Work task: Across the entries, how many lines have the string "segment" in them? Reply with only a number.

*** Begin section ***

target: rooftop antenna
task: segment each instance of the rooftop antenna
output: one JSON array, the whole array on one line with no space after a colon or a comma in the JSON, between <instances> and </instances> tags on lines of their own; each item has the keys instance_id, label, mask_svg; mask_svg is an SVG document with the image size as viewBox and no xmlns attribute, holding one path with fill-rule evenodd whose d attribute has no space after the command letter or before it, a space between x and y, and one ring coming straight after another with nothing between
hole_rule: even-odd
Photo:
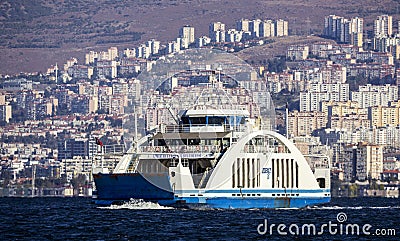
<instances>
[{"instance_id":1,"label":"rooftop antenna","mask_svg":"<svg viewBox=\"0 0 400 241\"><path fill-rule=\"evenodd\" d=\"M58 84L58 65L56 62L56 84Z\"/></svg>"}]
</instances>

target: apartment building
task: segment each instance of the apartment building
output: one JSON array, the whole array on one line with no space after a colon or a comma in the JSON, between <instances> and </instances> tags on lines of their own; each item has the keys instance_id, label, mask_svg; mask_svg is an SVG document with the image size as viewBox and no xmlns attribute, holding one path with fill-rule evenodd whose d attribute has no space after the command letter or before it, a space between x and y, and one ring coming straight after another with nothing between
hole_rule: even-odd
<instances>
[{"instance_id":1,"label":"apartment building","mask_svg":"<svg viewBox=\"0 0 400 241\"><path fill-rule=\"evenodd\" d=\"M225 24L221 22L213 22L208 28L211 42L225 42Z\"/></svg>"},{"instance_id":2,"label":"apartment building","mask_svg":"<svg viewBox=\"0 0 400 241\"><path fill-rule=\"evenodd\" d=\"M369 107L368 116L373 127L400 125L400 101L391 102L390 106Z\"/></svg>"},{"instance_id":3,"label":"apartment building","mask_svg":"<svg viewBox=\"0 0 400 241\"><path fill-rule=\"evenodd\" d=\"M289 35L289 22L278 19L275 20L275 36L276 37L282 37L282 36L288 36Z\"/></svg>"},{"instance_id":4,"label":"apartment building","mask_svg":"<svg viewBox=\"0 0 400 241\"><path fill-rule=\"evenodd\" d=\"M387 37L393 33L393 18L390 15L380 15L374 21L374 36Z\"/></svg>"},{"instance_id":5,"label":"apartment building","mask_svg":"<svg viewBox=\"0 0 400 241\"><path fill-rule=\"evenodd\" d=\"M308 45L291 45L286 50L286 58L292 61L305 60L309 51Z\"/></svg>"},{"instance_id":6,"label":"apartment building","mask_svg":"<svg viewBox=\"0 0 400 241\"><path fill-rule=\"evenodd\" d=\"M300 111L321 111L324 101L348 101L348 84L310 84L308 91L300 92Z\"/></svg>"},{"instance_id":7,"label":"apartment building","mask_svg":"<svg viewBox=\"0 0 400 241\"><path fill-rule=\"evenodd\" d=\"M12 118L12 107L11 105L0 105L0 121L9 122Z\"/></svg>"},{"instance_id":8,"label":"apartment building","mask_svg":"<svg viewBox=\"0 0 400 241\"><path fill-rule=\"evenodd\" d=\"M363 85L358 91L351 93L351 100L359 104L360 108L373 106L389 106L389 102L398 100L398 88L392 85Z\"/></svg>"},{"instance_id":9,"label":"apartment building","mask_svg":"<svg viewBox=\"0 0 400 241\"><path fill-rule=\"evenodd\" d=\"M310 136L314 130L325 128L326 124L326 113L294 111L288 116L288 133L290 137Z\"/></svg>"},{"instance_id":10,"label":"apartment building","mask_svg":"<svg viewBox=\"0 0 400 241\"><path fill-rule=\"evenodd\" d=\"M344 149L344 180L378 180L383 172L383 146L359 143Z\"/></svg>"}]
</instances>

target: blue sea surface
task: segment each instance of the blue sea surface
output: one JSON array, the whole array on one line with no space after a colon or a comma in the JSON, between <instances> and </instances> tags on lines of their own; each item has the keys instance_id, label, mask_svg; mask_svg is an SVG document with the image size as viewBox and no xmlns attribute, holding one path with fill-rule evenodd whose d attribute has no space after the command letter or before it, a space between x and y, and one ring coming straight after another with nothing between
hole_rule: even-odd
<instances>
[{"instance_id":1,"label":"blue sea surface","mask_svg":"<svg viewBox=\"0 0 400 241\"><path fill-rule=\"evenodd\" d=\"M400 240L399 224L400 200L386 198L334 198L320 206L269 210L175 209L137 200L99 207L89 198L0 198L0 240ZM350 232L355 225L359 234ZM365 225L369 235L362 231Z\"/></svg>"}]
</instances>

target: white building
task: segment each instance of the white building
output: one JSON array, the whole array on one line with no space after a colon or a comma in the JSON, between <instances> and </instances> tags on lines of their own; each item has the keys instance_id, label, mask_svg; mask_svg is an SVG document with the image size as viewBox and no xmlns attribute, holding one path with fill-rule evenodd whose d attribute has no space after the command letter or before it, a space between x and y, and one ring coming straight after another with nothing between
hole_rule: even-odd
<instances>
[{"instance_id":1,"label":"white building","mask_svg":"<svg viewBox=\"0 0 400 241\"><path fill-rule=\"evenodd\" d=\"M209 26L209 36L211 42L225 42L225 24L221 22L213 22Z\"/></svg>"},{"instance_id":2,"label":"white building","mask_svg":"<svg viewBox=\"0 0 400 241\"><path fill-rule=\"evenodd\" d=\"M359 86L358 91L351 93L351 100L356 101L360 108L389 106L389 102L398 100L398 88L389 84Z\"/></svg>"},{"instance_id":3,"label":"white building","mask_svg":"<svg viewBox=\"0 0 400 241\"><path fill-rule=\"evenodd\" d=\"M392 35L392 16L380 15L374 21L374 36L389 37Z\"/></svg>"},{"instance_id":4,"label":"white building","mask_svg":"<svg viewBox=\"0 0 400 241\"><path fill-rule=\"evenodd\" d=\"M194 27L185 25L179 30L179 37L187 41L189 44L194 43Z\"/></svg>"},{"instance_id":5,"label":"white building","mask_svg":"<svg viewBox=\"0 0 400 241\"><path fill-rule=\"evenodd\" d=\"M307 92L300 92L300 111L321 111L321 102L348 100L348 84L310 84Z\"/></svg>"}]
</instances>

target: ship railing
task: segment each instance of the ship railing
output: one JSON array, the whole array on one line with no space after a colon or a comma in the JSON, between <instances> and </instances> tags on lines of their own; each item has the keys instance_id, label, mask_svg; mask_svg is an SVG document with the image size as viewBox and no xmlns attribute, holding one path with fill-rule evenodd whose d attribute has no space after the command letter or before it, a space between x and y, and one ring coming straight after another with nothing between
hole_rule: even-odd
<instances>
[{"instance_id":1,"label":"ship railing","mask_svg":"<svg viewBox=\"0 0 400 241\"><path fill-rule=\"evenodd\" d=\"M115 145L104 145L102 146L105 155L118 155L123 154L125 152L125 146L123 144L115 144Z\"/></svg>"},{"instance_id":2,"label":"ship railing","mask_svg":"<svg viewBox=\"0 0 400 241\"><path fill-rule=\"evenodd\" d=\"M245 145L241 149L242 153L289 153L289 149L284 146L257 146Z\"/></svg>"},{"instance_id":3,"label":"ship railing","mask_svg":"<svg viewBox=\"0 0 400 241\"><path fill-rule=\"evenodd\" d=\"M169 146L140 146L140 152L159 153L219 153L219 145L169 145Z\"/></svg>"}]
</instances>

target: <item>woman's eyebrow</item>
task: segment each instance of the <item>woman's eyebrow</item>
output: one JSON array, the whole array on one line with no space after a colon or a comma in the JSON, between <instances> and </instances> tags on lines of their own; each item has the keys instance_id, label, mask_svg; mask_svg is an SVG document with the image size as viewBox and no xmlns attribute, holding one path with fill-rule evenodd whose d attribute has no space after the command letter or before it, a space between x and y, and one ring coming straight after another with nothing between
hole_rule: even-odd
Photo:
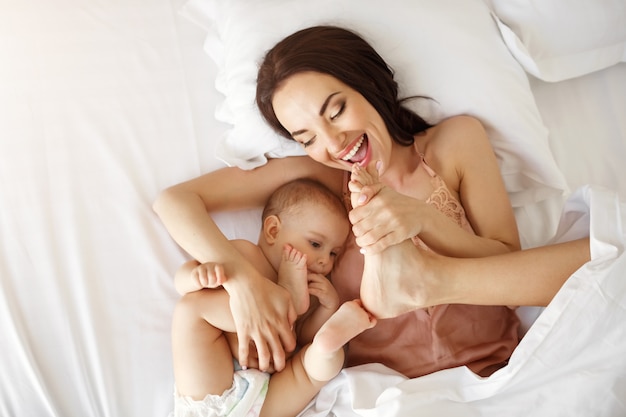
<instances>
[{"instance_id":1,"label":"woman's eyebrow","mask_svg":"<svg viewBox=\"0 0 626 417\"><path fill-rule=\"evenodd\" d=\"M339 91L335 91L334 93L331 93L328 95L328 97L326 97L326 100L324 100L324 103L322 103L322 107L320 108L320 113L319 113L320 116L323 116L324 113L326 113L326 108L328 107L328 104L330 103L330 99L336 96L337 94L339 94Z\"/></svg>"},{"instance_id":2,"label":"woman's eyebrow","mask_svg":"<svg viewBox=\"0 0 626 417\"><path fill-rule=\"evenodd\" d=\"M330 93L328 95L328 97L326 97L326 100L324 100L324 102L322 103L322 107L320 107L320 112L319 115L323 116L324 113L326 113L326 108L328 107L328 104L330 104L330 99L333 98L334 96L336 96L337 94L339 94L339 91L335 91L334 93ZM295 132L291 132L291 136L298 136L301 135L303 133L306 133L306 129L302 129L302 130L296 130Z\"/></svg>"}]
</instances>

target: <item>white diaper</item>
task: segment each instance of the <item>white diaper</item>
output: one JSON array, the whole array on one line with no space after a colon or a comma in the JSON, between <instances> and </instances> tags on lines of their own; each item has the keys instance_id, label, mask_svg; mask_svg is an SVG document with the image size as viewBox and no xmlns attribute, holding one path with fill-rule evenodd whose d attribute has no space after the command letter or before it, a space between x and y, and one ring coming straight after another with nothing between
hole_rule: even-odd
<instances>
[{"instance_id":1,"label":"white diaper","mask_svg":"<svg viewBox=\"0 0 626 417\"><path fill-rule=\"evenodd\" d=\"M261 411L270 374L257 369L235 371L233 385L222 395L202 401L174 393L174 417L256 417Z\"/></svg>"}]
</instances>

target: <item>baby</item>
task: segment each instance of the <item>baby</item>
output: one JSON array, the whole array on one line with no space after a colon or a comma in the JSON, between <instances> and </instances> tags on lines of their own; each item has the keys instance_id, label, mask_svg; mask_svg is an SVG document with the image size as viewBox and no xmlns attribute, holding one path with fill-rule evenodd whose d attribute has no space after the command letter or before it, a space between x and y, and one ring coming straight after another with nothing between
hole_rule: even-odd
<instances>
[{"instance_id":1,"label":"baby","mask_svg":"<svg viewBox=\"0 0 626 417\"><path fill-rule=\"evenodd\" d=\"M299 350L280 372L238 369L227 279L217 263L187 262L176 275L183 295L174 311L175 416L295 416L344 364L344 345L376 320L360 300L339 305L330 283L350 224L341 200L313 180L296 180L270 197L257 245L233 245L285 288L299 318Z\"/></svg>"}]
</instances>

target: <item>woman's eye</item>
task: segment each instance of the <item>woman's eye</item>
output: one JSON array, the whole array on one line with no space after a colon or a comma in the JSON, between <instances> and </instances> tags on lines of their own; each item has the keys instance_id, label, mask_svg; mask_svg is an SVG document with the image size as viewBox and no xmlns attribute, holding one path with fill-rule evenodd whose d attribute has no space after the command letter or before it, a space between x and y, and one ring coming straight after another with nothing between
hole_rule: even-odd
<instances>
[{"instance_id":1,"label":"woman's eye","mask_svg":"<svg viewBox=\"0 0 626 417\"><path fill-rule=\"evenodd\" d=\"M314 248L319 248L320 246L322 246L318 242L311 241L310 243L311 243L311 246L313 246Z\"/></svg>"},{"instance_id":2,"label":"woman's eye","mask_svg":"<svg viewBox=\"0 0 626 417\"><path fill-rule=\"evenodd\" d=\"M339 110L337 110L337 113L330 116L330 120L335 120L336 118L341 116L345 108L346 108L346 103L342 101L341 104L339 105Z\"/></svg>"},{"instance_id":3,"label":"woman's eye","mask_svg":"<svg viewBox=\"0 0 626 417\"><path fill-rule=\"evenodd\" d=\"M305 142L300 142L300 143L302 144L303 147L308 148L309 146L313 145L314 142L315 142L315 136L313 136L311 139Z\"/></svg>"}]
</instances>

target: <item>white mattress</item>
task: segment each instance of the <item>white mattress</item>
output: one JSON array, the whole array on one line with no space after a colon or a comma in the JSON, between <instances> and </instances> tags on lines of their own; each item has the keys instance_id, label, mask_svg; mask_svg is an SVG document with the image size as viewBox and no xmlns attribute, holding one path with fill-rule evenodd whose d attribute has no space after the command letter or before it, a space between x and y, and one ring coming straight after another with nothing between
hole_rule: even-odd
<instances>
[{"instance_id":1,"label":"white mattress","mask_svg":"<svg viewBox=\"0 0 626 417\"><path fill-rule=\"evenodd\" d=\"M185 255L151 204L163 188L221 166L213 148L226 129L213 118L216 69L202 50L204 34L178 15L180 3L0 4L0 416L165 417L171 410L172 274ZM626 64L557 84L532 80L532 87L571 190L596 184L623 200ZM527 246L552 236L561 208L559 199L516 213ZM254 214L216 219L229 237L256 239ZM623 238L623 224L615 233ZM623 315L625 293L617 294ZM559 326L559 335L576 336L573 323ZM599 357L584 360L596 365ZM579 364L536 381L529 378L538 374L524 376L524 389L536 384L540 396L505 385L500 400L553 401L554 415L561 403L575 410L559 397L571 391L558 386L568 369L584 369ZM624 360L613 365L620 377L597 378L614 383L604 398L610 408L594 415L626 413ZM399 402L398 380L380 375L341 377L359 387L378 378L387 385L376 392L391 389L390 408L369 404L359 415L444 415L437 412L453 403L463 415L497 409L497 399L451 394L454 378L468 378L462 370L431 377L428 404L411 395L422 380L401 385L412 399ZM592 369L576 378L602 392ZM349 386L341 381L339 390ZM467 385L484 389L477 386Z\"/></svg>"}]
</instances>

*** End section ***

Completed task: 10